Fonte:

%%

“Lavoro per una società di consulenza”

Cosa vuol dire, precisamente, una frase che tutti noi – consulenti esclusi – si sono sentiti dire almeno una volta

Tokyo, 29 dicembre 2019 (The Yomiuri Shimbun via AP Images )
Tokyo, 29 dicembre 2019 (The Yomiuri Shimbun via AP Images )

Una società deve aprire una rappresentanza fiscale in un altro paese, un’altra deve invece decidere se fare o non fare un investimento. Un’azienda ha molti uffici in posti diversi che faticano a comunicare tra loro, generando inefficienze, e un’altra ancora non riesce a rendere abituali i propri clienti. Queste aziende non hanno al loro interno le competenze necessarie per affrontare la situazione, non hanno il tempo di farlo o non hanno nemmeno chiaro quale sia il problema. Quindi possono rivolgersi a una società di consulenza: persone esterne all’azienda che per mestiere identificano il problema, forniscono pareri e analisi su come risolverlo, in modo il più possibile oggettivo e di conseguenza – quando tutto va come deve andare – suggeriscono come far andar meglio le aziende. Le società di consulenza possono anche contribuire, quando richiesto, alla realizzazione delle soluzioni stesse.

%%

[Dati di una raccolta]
%%

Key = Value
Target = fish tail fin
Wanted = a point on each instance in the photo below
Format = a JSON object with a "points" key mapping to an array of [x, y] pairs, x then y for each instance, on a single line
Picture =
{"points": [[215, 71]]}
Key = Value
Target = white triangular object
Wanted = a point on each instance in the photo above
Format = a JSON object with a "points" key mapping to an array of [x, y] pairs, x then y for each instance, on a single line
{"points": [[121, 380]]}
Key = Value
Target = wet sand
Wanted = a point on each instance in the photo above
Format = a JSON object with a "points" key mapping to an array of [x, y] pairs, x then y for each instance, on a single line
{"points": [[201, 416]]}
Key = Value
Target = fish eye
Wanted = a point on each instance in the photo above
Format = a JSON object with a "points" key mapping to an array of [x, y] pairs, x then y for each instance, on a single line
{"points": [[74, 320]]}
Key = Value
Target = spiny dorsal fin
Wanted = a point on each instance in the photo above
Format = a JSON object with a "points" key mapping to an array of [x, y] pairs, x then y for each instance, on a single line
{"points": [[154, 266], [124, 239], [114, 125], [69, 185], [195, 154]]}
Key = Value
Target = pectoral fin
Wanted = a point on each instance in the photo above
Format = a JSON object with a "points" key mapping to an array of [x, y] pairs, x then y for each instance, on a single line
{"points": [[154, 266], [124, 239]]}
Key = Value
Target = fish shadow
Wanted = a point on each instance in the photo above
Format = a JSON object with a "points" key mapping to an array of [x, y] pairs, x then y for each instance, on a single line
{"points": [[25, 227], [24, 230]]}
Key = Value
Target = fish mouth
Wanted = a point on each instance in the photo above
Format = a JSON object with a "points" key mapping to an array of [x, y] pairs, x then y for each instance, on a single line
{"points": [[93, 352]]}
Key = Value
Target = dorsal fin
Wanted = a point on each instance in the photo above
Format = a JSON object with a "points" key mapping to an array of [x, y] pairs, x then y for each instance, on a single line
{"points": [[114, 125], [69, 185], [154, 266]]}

%%
%%

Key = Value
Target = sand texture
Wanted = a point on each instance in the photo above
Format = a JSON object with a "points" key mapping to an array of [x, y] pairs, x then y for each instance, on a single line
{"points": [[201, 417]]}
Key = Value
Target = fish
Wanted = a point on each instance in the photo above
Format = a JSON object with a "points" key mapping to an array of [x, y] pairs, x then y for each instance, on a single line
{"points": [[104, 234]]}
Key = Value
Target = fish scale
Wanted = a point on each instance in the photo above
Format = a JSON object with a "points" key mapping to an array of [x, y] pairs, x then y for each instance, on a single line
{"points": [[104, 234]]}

%%

Cosa farai: Continua il testo sulle società di consulenza, riprendendo dopo la sua ultima frase.

Risultato dell'esercizio:
Le consulenze
Gli ambiti di intervento del consulente possono essere ordinari o straordinari, e sono comunque molto diversi tra loro, così come lo sono i problemi. Semplificando, ci sono quattro tipologie di consulenza: la consulenza strategica, quella operativa, quella IT (Information Technology) e infine la consulenza finanziaria. E ci sono società e consulenti esperti in ciascuno di questi settori.

La consulenza strategica è richiesta quando un’azienda deve fare delle scelte strategiche di indirizzo, per esempio acquisire o meno un’altra società, fare o non fare una fusione e così via. Si usano dei consulenti, dunque, per avere un’analisi più precisa della propria situazione e del mercato, e avere maggiori informazioni che aiutino i dirigenti a decidere se fare o non fare quella scelta.

La consulenza operativa ha invece l’obiettivo di verificare se gli obiettivi di un’azienda sono stati raggiunti e di trovare strategie per migliorarne l’efficienza. In questo caso il consulente esamina le attività a vari livelli, analizza dove vengono messe le risorse, controlla i tempi, i rapporti con i clienti, e così via: individua le criticità e suggerisce soluzioni per superarle.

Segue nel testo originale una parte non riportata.